Task – Only an exact repetition of all the entries will be accepted.

Region pointing data
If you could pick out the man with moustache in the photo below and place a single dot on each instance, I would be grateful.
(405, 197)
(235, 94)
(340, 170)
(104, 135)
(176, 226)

Response area –
If you could pick out the man with moustache in the photo below and place a single dot on each instance, I would be grateful.
(405, 197)
(235, 94)
(340, 170)
(104, 135)
(176, 226)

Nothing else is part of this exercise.